**EXERCISE PROMPT**: The output should consist solely of the line containing "query (the noun phrase to segment): **blurred" and the lines that follow it through the end of the data below.
## start INPUT RECORDS
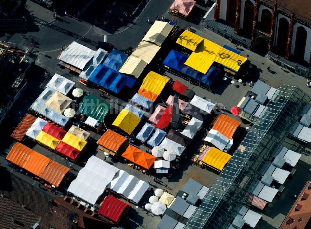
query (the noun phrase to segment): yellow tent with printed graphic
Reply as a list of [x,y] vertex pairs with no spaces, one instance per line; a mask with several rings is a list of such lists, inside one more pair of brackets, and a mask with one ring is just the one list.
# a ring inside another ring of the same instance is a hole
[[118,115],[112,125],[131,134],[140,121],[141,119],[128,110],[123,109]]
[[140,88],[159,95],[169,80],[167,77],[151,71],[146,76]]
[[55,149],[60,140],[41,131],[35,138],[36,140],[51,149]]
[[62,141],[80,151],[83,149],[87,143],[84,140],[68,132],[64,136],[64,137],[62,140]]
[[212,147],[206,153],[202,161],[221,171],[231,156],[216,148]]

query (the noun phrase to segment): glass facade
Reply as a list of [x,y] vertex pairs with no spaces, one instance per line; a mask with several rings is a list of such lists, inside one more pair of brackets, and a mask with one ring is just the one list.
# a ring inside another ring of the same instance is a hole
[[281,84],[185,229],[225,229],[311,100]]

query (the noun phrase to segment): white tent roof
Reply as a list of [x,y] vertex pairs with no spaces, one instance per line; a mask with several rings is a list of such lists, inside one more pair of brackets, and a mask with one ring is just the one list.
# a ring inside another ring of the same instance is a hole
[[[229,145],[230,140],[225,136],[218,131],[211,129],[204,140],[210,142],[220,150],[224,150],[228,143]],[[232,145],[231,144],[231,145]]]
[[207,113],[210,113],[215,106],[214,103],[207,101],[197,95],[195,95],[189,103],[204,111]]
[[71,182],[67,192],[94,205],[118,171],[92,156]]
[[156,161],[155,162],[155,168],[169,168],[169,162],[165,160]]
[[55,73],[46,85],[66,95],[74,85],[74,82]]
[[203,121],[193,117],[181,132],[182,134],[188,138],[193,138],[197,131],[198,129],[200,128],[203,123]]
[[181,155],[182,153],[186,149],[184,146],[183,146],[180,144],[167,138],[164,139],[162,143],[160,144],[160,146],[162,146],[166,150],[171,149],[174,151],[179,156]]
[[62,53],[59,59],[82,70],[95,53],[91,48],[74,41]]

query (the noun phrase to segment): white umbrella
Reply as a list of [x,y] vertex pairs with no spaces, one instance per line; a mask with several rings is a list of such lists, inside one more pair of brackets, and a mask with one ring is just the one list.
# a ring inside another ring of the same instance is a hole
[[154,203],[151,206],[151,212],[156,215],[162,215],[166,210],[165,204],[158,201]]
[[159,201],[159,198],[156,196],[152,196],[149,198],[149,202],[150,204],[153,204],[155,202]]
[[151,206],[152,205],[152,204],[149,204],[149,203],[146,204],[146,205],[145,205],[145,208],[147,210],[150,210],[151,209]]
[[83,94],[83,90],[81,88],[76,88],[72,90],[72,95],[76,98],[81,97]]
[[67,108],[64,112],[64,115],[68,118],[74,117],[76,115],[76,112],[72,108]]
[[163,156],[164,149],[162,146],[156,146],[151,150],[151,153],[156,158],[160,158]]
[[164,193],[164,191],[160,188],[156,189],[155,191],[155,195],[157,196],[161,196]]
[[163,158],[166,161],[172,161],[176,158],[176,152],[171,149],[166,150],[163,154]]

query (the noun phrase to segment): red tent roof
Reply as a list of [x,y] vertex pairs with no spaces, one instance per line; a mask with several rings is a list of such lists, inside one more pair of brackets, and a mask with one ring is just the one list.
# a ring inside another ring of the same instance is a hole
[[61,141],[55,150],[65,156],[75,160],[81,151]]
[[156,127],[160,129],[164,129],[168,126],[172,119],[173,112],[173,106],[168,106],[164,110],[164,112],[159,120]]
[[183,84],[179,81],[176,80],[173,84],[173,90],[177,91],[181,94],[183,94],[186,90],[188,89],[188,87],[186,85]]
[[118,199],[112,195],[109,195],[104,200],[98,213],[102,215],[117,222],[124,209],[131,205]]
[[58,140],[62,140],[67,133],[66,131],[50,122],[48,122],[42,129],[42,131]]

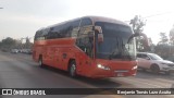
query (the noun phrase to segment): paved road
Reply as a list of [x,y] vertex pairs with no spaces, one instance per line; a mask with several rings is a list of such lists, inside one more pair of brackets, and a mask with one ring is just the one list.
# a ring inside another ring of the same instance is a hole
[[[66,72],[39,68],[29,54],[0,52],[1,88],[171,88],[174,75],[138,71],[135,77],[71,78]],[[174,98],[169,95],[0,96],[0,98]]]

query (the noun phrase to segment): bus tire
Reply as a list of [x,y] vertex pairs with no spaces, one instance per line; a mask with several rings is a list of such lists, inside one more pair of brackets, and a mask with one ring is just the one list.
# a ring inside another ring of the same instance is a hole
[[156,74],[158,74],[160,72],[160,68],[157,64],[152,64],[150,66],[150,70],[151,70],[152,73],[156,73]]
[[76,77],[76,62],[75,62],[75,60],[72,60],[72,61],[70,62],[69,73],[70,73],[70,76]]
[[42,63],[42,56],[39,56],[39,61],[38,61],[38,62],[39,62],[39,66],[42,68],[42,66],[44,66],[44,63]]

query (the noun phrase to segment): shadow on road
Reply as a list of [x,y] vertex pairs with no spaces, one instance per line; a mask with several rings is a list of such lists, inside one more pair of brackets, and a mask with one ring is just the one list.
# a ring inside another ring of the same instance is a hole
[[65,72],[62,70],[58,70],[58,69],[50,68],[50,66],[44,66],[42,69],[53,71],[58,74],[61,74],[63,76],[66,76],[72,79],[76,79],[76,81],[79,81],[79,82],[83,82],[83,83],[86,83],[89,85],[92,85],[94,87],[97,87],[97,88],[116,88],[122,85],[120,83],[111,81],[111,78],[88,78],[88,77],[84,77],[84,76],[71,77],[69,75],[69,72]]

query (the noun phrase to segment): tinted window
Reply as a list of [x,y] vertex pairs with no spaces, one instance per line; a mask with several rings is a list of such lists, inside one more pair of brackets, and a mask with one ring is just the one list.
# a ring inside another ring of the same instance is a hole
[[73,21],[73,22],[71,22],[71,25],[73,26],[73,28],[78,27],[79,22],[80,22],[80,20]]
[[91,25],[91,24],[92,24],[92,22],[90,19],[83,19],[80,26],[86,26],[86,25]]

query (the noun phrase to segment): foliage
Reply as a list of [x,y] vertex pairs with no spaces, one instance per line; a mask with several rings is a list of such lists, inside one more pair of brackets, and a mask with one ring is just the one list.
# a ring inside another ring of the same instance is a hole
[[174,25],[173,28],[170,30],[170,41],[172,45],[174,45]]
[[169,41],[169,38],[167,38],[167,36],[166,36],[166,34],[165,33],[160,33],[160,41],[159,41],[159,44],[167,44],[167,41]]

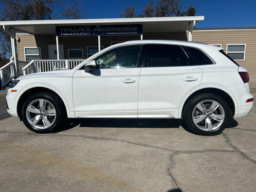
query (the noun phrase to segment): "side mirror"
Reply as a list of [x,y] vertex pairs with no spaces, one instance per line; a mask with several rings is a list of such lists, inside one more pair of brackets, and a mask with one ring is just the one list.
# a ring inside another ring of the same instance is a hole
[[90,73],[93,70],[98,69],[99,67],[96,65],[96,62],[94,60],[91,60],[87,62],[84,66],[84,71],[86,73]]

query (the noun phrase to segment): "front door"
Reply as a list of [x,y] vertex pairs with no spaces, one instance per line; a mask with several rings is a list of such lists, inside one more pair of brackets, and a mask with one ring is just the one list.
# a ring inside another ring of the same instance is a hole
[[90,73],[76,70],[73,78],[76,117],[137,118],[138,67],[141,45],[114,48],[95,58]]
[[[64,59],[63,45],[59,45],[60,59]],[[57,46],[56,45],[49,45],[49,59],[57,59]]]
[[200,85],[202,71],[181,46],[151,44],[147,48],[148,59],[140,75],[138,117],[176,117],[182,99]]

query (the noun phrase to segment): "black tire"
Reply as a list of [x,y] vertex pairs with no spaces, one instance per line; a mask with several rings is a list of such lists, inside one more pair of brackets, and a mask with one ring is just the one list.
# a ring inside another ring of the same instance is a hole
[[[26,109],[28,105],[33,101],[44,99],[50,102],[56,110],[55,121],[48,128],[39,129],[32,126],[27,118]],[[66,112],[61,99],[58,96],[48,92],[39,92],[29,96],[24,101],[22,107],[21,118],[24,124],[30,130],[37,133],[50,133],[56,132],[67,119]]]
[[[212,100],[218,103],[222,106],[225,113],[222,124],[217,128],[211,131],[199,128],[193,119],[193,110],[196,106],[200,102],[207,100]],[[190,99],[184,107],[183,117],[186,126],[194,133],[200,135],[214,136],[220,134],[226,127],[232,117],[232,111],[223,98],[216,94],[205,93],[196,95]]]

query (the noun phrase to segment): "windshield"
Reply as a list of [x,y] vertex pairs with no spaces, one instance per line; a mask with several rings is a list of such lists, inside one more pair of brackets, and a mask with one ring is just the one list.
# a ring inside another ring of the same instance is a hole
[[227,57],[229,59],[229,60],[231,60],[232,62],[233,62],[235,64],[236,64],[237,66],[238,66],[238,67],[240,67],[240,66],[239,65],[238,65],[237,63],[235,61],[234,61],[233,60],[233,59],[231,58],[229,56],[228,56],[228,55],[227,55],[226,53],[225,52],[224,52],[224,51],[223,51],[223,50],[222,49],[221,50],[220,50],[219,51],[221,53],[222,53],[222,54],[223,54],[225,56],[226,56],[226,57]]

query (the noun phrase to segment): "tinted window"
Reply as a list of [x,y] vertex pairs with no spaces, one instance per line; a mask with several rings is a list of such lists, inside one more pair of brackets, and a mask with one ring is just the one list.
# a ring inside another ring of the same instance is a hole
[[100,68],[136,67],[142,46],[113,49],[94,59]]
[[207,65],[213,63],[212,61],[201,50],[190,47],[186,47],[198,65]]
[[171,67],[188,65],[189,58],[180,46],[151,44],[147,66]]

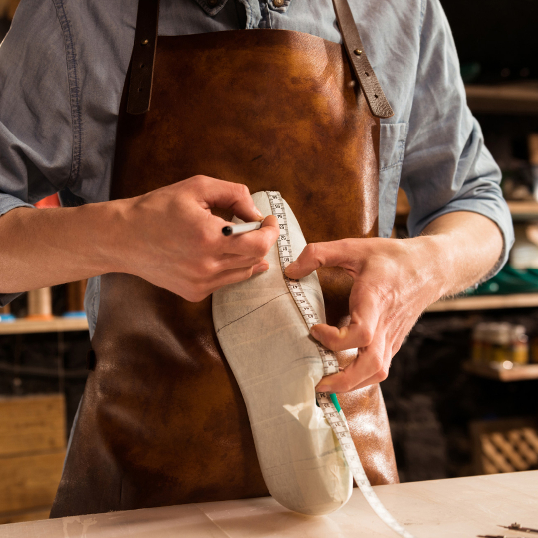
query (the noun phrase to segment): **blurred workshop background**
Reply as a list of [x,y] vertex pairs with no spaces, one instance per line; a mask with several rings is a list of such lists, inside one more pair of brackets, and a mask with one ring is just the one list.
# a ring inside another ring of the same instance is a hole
## end INPUT RECORDS
**FINAL RESULT**:
query (the noun phrase to segment): **blurred workshop background**
Reply as a list of [x,y] vertex pairs with no spaces, one instance per line; a mask with several rings is a list of such lists, inside one more pair of brackets, and a mask with one ring is just the one list.
# a ring inside another ring of the same instance is a hole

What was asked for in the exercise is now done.